Objective: Reproduce the rows exactly, from the line containing "Locate the man's" through the end of the rows, inclusive.

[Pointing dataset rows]
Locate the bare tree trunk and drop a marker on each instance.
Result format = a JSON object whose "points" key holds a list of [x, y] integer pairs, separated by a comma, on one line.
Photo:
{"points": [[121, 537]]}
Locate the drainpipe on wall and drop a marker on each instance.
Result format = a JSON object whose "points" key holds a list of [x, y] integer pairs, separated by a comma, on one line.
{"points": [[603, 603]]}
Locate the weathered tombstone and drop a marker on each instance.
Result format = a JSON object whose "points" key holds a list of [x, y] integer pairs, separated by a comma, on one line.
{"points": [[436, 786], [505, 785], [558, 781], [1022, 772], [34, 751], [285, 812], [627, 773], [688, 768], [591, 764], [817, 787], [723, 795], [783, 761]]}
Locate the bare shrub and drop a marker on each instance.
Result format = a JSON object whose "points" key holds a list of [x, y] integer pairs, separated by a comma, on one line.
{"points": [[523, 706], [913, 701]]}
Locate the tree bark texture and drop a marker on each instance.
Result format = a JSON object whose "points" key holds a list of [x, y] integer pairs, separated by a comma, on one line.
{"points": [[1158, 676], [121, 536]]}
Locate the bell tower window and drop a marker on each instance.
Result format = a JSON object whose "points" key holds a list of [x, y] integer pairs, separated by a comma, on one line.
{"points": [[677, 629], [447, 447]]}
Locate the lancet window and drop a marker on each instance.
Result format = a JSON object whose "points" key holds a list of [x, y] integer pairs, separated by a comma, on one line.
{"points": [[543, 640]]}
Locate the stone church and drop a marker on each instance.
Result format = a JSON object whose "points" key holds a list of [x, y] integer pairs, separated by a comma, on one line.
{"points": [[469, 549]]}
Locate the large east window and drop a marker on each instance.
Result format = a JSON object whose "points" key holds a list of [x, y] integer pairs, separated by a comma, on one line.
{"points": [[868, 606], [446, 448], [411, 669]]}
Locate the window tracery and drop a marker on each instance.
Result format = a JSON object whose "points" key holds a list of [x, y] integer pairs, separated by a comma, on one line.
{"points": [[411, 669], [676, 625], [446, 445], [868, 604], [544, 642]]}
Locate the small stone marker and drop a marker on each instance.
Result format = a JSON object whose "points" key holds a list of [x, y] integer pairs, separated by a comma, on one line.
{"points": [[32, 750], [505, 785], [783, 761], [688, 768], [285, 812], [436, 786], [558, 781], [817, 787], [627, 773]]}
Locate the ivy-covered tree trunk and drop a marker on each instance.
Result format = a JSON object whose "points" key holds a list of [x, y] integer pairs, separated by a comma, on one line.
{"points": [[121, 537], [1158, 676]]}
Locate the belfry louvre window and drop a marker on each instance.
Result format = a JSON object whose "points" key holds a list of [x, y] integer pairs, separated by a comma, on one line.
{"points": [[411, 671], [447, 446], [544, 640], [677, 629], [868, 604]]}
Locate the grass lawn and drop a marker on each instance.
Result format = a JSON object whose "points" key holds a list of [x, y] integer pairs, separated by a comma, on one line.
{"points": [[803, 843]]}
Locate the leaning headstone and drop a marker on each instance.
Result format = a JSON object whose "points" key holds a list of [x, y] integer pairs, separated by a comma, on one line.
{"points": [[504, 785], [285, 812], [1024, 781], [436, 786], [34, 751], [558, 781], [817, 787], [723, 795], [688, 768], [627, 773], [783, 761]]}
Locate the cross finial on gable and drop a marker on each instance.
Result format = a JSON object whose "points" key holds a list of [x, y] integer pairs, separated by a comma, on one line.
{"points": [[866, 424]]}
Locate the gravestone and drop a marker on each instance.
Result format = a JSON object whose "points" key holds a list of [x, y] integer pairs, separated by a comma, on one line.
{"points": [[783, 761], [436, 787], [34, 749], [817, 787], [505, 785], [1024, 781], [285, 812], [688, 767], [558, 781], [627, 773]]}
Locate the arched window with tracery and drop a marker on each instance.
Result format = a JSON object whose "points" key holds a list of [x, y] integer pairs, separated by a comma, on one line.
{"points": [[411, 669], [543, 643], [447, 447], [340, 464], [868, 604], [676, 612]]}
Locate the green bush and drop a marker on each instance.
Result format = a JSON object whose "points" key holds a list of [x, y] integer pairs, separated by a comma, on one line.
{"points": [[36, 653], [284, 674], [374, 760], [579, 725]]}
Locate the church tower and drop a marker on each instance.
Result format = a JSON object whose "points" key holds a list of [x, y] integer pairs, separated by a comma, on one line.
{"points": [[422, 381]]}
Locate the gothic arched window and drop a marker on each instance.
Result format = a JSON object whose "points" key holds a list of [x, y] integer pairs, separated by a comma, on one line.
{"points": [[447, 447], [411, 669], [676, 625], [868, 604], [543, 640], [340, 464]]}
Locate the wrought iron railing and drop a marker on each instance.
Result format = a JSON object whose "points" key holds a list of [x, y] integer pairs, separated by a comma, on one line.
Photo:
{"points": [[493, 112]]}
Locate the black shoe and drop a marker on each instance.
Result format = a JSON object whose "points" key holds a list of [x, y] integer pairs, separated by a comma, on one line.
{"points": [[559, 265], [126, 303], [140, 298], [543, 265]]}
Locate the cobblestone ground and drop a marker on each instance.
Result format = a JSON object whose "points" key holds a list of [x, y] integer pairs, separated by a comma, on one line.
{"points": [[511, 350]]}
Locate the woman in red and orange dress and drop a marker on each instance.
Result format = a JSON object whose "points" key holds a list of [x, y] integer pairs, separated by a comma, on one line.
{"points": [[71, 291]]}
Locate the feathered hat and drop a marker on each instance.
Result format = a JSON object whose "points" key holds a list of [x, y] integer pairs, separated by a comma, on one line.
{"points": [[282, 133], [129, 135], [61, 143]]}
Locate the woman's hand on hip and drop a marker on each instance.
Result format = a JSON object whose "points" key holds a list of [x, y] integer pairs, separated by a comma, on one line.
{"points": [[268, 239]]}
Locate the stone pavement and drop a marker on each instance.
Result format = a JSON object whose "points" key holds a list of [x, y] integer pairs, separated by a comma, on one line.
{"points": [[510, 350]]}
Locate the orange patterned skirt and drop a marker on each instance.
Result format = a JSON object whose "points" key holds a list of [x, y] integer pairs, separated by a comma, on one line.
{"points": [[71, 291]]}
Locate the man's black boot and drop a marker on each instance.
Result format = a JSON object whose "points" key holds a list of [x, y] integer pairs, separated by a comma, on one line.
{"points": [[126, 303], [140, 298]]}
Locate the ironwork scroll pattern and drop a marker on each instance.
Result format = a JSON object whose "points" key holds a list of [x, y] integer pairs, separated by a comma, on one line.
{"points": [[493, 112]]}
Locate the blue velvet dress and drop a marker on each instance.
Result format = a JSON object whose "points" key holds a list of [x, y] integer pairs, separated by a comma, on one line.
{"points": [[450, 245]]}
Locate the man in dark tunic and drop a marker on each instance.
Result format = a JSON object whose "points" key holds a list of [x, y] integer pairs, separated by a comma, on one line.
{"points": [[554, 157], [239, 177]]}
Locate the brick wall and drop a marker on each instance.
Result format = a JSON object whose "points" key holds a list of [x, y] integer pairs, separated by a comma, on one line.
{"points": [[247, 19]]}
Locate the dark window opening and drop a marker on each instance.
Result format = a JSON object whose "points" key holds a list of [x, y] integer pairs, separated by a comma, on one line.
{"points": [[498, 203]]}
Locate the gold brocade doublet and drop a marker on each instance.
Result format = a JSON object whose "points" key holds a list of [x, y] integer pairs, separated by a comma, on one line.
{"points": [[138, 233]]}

Solution for this task:
Locate the man's black boot and drop a marker on each instance.
Result format = a JSON object whose "points" key holds a list of [x, y] integer pairs, separated by a comma, on one line.
{"points": [[126, 303], [140, 298]]}
Locate the ironwork scroll pattern and drop a marker on each instance.
Result format = a JSON object whose "points" key holds a list of [x, y] integer pairs, separated by a comma, on one line.
{"points": [[493, 112]]}
Locate the blue velvet dress and drop a marker on each instance.
Result format = a JSON object whose "points" key holds a list of [x, y] integer pairs, separated by a comma, on one line.
{"points": [[450, 245]]}
Locate the man in dark tunic and drop a marker on each instance.
Result format = a JSON object whose "points" key holds a list of [x, y] integer pairs, separated by a comma, on one line.
{"points": [[554, 157], [239, 177]]}
Locate the brick wall and drop a marker on each instance.
Result format = a JSON object whose "points" key holds a list of [x, y] integer pairs, separated by a comma, on one line.
{"points": [[247, 19]]}
Locate the dark window opening and drop a marker on each instance.
Result format = a JSON object whose "points" key holds a list of [x, y] integer pairs, separated by a comma, on one line.
{"points": [[498, 203]]}
Locate the gold brocade doublet and drop a marker on each instance.
Result format = a JSON object whose "points" key holds a list of [x, y] integer pairs, separated by a comma, on one line.
{"points": [[138, 233]]}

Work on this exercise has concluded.